Please output each entry in the material beneath exactly as shown.
[[ Record excerpts, beginning ]]
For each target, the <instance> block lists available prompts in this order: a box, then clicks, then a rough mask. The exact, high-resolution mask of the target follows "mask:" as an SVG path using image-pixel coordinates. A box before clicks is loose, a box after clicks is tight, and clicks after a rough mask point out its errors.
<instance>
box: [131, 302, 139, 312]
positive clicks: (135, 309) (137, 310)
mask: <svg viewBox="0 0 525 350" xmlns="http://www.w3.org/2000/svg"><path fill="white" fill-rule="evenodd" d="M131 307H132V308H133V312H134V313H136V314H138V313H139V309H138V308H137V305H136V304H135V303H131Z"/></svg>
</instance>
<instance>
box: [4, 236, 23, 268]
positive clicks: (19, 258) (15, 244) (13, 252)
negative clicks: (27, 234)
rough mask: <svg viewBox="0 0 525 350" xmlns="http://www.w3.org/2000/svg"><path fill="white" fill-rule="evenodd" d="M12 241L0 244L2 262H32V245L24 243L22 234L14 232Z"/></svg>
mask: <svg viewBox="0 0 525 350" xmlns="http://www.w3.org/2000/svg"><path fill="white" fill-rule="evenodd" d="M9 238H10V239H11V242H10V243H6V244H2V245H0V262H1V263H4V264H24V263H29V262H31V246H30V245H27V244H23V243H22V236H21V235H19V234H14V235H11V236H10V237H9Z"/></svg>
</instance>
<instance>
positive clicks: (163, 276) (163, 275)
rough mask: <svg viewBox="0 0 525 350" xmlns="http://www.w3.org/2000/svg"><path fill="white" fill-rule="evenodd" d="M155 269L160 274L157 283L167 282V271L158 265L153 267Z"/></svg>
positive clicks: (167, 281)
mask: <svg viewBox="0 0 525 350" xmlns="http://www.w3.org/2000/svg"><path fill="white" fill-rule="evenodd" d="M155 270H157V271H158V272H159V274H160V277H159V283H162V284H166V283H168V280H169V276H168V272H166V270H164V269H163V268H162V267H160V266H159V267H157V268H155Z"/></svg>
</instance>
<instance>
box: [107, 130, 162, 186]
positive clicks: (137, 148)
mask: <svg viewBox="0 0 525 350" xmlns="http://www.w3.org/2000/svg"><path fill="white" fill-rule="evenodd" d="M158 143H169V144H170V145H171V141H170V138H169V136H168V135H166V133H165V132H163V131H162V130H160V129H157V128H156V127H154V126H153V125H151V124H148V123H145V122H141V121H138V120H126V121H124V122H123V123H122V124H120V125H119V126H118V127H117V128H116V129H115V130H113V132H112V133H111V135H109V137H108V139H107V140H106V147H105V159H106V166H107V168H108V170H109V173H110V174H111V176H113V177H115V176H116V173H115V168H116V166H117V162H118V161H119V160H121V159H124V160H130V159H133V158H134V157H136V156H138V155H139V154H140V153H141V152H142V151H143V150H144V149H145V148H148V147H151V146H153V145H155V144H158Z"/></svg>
[[ Record excerpts, end ]]
Answer area
For each target, the <instance> block lists available prompts in this order: a box, then clicks, then a rough mask. The exact, high-resolution mask of the target follows "mask:" as an SVG path using image-pixel coordinates. A box before clicks is loose, a box after clicks is tight, and clicks after a rough mask point out its errors.
<instance>
box: [131, 302, 139, 312]
positive clicks: (135, 309) (137, 310)
mask: <svg viewBox="0 0 525 350" xmlns="http://www.w3.org/2000/svg"><path fill="white" fill-rule="evenodd" d="M131 307H132V308H133V312H134V313H136V314H138V313H139V309H138V308H137V305H136V304H135V303H131Z"/></svg>
</instance>
<instance>
box: [4, 236, 23, 268]
positive clicks: (19, 258) (15, 244) (13, 252)
negative clicks: (27, 234)
rough mask: <svg viewBox="0 0 525 350" xmlns="http://www.w3.org/2000/svg"><path fill="white" fill-rule="evenodd" d="M12 241L0 244L2 262H32V245L24 243L22 234L14 232Z"/></svg>
mask: <svg viewBox="0 0 525 350" xmlns="http://www.w3.org/2000/svg"><path fill="white" fill-rule="evenodd" d="M9 238H10V239H11V242H10V243H6V244H2V245H0V262H1V263H4V264H24V263H29V262H31V246H30V245H27V244H23V243H22V236H21V235H19V234H14V235H11V236H10V237H9Z"/></svg>
</instance>
<instance>
positive clicks: (163, 276) (163, 275)
rough mask: <svg viewBox="0 0 525 350" xmlns="http://www.w3.org/2000/svg"><path fill="white" fill-rule="evenodd" d="M155 269L160 274L157 283L167 282V271L158 265L153 267Z"/></svg>
positive clicks: (167, 281)
mask: <svg viewBox="0 0 525 350" xmlns="http://www.w3.org/2000/svg"><path fill="white" fill-rule="evenodd" d="M155 270H157V271H158V272H159V274H160V277H159V283H162V284H166V283H168V280H169V276H168V272H166V270H164V269H163V268H162V267H160V266H159V267H157V268H155Z"/></svg>
</instance>
<instance>
box: [107, 130, 162, 186]
positive clicks: (137, 148)
mask: <svg viewBox="0 0 525 350" xmlns="http://www.w3.org/2000/svg"><path fill="white" fill-rule="evenodd" d="M158 143H169V144H170V145H171V141H170V138H169V136H168V135H166V133H165V132H163V131H162V130H160V129H157V128H156V127H154V126H153V125H151V124H148V123H145V122H141V121H138V120H126V121H124V122H123V123H122V124H120V125H119V126H118V127H117V128H116V129H115V130H113V132H112V133H111V135H109V137H108V139H107V140H106V147H105V159H106V166H107V168H108V170H109V173H110V174H111V176H113V177H115V176H116V173H115V168H116V166H117V162H118V161H119V160H121V159H124V160H130V159H133V158H134V157H136V156H138V155H139V154H140V153H141V152H142V151H143V150H144V149H145V148H148V147H151V146H153V145H155V144H158Z"/></svg>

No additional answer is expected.